**INSTRUCTIONS TO FOLLOW**
Output the full listing exactly as written, with no pictures in it.
■ ■ ■ ■
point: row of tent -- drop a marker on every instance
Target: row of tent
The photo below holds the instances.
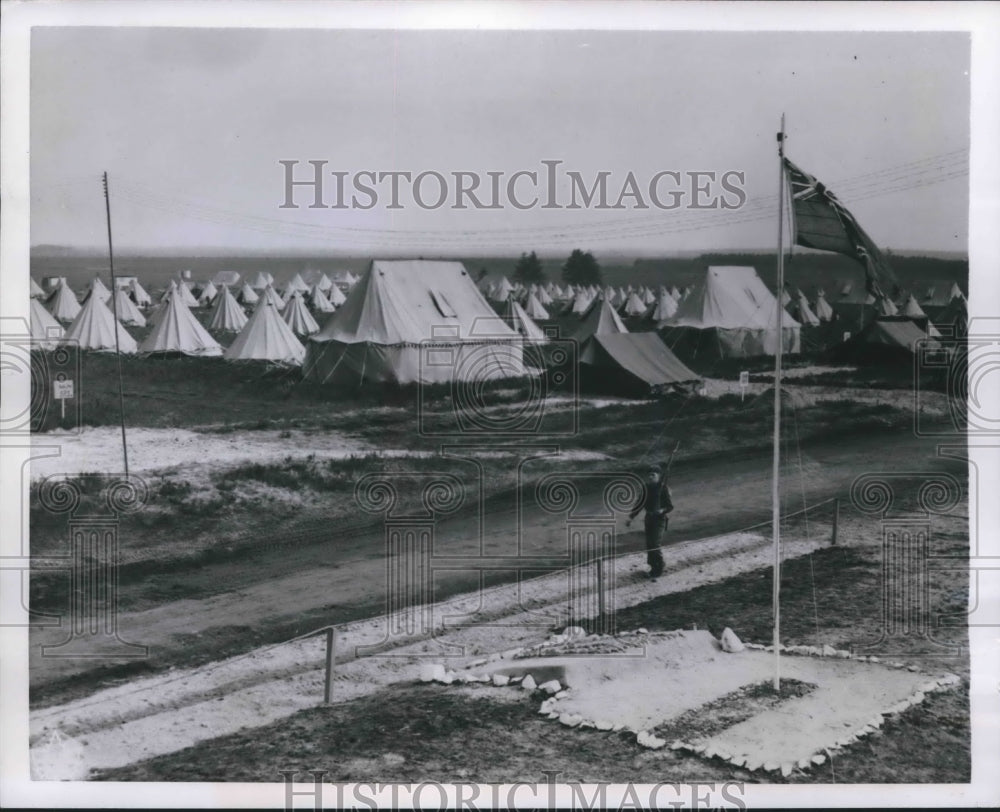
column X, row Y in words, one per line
column 268, row 334
column 424, row 321
column 427, row 321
■ ■ ■ ■
**SOLUTION TO THIS PROBLEM**
point: row of tent -- drop a marker on every instance
Target: row of tent
The photo below holds the instances.
column X, row Y in words, one per line
column 268, row 334
column 424, row 321
column 427, row 321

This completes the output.